§ **Instrução A**
Mostre todas as linhas dos registros que contêm a palavra "window".

§ **Texto fornecido**

......

A minha cabeça fervilha com referências cruzadas, transtextuais, diriam alguns, hipertextuais. Lembro-me da lógica clássica de viés aristotélico para quem uma proposição ou é Falsa ou é Verdadeira, no esquema tão importante para a Inteligência Artificial feita de Zeros ou Uns. Para tal lógica, não haveria possibilidade de escolha outra que não seja esta polarizada, ninguém escapa desta inteligência. Não caberia aqui a existência de um terceiro excluído, algo que seja nem zero e nem um, ou, tanto seja zero quanto seja um: sacra tragédia do inelutável e do necessário. Ou você é da esquerda ou você é da direita, ou é civilizado ou bárbaro, ou chove ou não chove, ou-ou...ou você é um otimista, ou é um pessimista, ou você é do bem ou é do mal, ou você é um pessimista preguiçoso ou um otimista que trabalha (como sugere Cortella em uma de suas falas, sempre interessantes, mas nem sempre precisas).


Para mim a questão do ótimo e do péssimo, contido no otimismo e no pessimismo, está entrelaçada com outras questões. Tenho feito outras leituras paralelas sobre um tema específico e que me intriga e que tem diálogo com a leitura de Chesterton: sobre o mal. Por que escolhi este tema num tempo entre o Natal e o Reveillón? Entre o Nascimento e o despertamento? Quando me surgiu este tema corri para minha biblioteca. Um dos textos encontrados e lidos foi o de Paul Ricoeur, O Mal. J'a réveiller! Magnificent. Logo em seguida peguei outro texto do mesmo autor, O ensaio sobre o mal (texto contido no livro A Região dos filósofos - Leituras 2). Deparando-me com minhas limitações cognitivas percebo que precisarei ler mais n vezes. Então, ao andar por aí me deparei no interior de uma livraria, na qual encontrei outro autor que me é referência importante, Terry Eagleton e seu texto Sobre o Mal. Os textos O Mal de Ricoeur e Evel de Eagleton já os tinha lido, portanto, seriam, caso o fossem, releituras: oublié de se rappeler. Mas não. Como diz o poeta, todo amor é amor à primeira vista. Estou enamorado pelo mal. Entre estas leituras reli um livro de Giorgio Agamben, O mistério do mal, o qual me lembrou outro de Cacciari que trata de uma questão intrigante do poder que freia como "kathekon", elemento escatológico de São Paulo e que pode ser interessante aqui. Ainda devo citar uma leitura, em andamento sempre, de René Girard, Rematar Clausewitz: além da Guerra e Violência de Slavoj Zizek. Muita maldade num tempo de esperança (lançando mão da lógica clássica, por meio da qual ou abandonamos o mal em prol da esperança, ou desesperamos diante do mal).

......

(Registros de anotação por pontos)

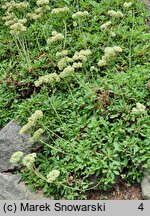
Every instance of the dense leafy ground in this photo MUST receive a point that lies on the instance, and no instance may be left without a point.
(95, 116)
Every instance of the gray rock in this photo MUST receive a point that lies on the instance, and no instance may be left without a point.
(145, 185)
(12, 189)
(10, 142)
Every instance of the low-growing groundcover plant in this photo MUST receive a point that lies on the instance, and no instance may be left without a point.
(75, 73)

......

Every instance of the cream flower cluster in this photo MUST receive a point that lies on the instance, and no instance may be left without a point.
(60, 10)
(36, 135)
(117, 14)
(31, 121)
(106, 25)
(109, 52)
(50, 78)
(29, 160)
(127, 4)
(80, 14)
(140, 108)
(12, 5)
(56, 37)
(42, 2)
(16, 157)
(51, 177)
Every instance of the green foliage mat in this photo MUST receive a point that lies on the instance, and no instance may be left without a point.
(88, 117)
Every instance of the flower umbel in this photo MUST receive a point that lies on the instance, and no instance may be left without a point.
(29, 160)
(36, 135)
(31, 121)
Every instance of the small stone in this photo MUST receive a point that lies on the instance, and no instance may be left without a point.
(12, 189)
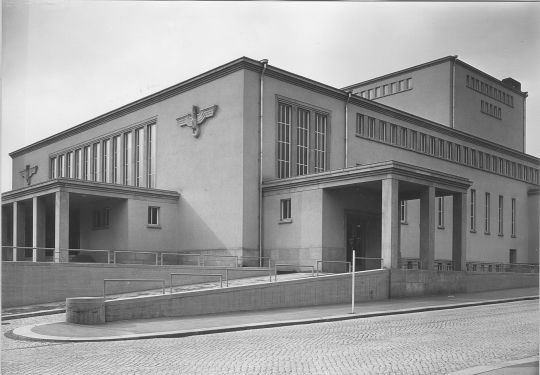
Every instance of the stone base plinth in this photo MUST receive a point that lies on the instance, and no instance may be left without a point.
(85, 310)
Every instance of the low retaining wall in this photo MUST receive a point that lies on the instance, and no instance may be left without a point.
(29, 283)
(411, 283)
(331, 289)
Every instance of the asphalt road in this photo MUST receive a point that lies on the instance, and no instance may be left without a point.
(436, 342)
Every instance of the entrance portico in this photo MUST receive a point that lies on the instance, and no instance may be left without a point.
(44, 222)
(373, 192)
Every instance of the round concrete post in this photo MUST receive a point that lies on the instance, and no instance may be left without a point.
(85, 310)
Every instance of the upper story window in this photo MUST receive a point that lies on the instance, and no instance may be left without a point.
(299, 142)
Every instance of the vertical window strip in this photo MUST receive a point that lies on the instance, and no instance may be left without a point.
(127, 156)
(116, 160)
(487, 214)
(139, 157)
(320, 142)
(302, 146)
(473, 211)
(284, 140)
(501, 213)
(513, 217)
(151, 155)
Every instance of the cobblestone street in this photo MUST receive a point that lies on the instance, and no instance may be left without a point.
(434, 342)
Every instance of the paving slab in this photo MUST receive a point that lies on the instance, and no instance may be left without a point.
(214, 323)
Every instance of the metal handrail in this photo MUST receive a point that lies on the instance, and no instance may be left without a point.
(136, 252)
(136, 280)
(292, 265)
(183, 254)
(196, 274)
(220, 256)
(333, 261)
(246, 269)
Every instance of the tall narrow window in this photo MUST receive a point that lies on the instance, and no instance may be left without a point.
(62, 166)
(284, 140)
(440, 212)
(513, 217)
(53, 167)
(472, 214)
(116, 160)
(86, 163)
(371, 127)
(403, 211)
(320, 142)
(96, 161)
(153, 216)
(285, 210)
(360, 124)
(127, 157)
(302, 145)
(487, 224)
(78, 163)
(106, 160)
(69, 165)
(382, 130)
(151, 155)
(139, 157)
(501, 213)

......

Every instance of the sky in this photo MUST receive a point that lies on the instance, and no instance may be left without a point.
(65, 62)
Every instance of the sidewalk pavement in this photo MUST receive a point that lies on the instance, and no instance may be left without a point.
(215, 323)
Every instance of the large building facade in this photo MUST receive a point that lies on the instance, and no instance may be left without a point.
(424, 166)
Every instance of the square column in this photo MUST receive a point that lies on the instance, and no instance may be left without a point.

......

§ **Instrução B**
Responda com base no texto sobre o mal:
(i) A quem o texto atribui a sugestão de que se é um pessimista preguiçoso ou um otimista que trabalha?
(ii) Onde foi encontrado o livro Sobre o Mal, de Terry Eagleton?
(iii) Em qual livro está contido O ensaio sobre o mal, de Paul Ricoeur?

§ **Resposta esperada A**
Every instance of the upper story window in this photo MUST receive a point that lies on the instance, and no instance may be left without a point.
Every instance of the vertical window strip in this photo MUST receive a point that lies on the instance, and no instance may be left without a point.
Every instance of the tall narrow window in this photo MUST receive a point that lies on the instance, and no instance may be left without a point.

§ **Resposta esperada B**
(i) A Cortella.
(ii) No interior de uma livraria.
(iii) Em A Região dos filósofos - Leituras 2.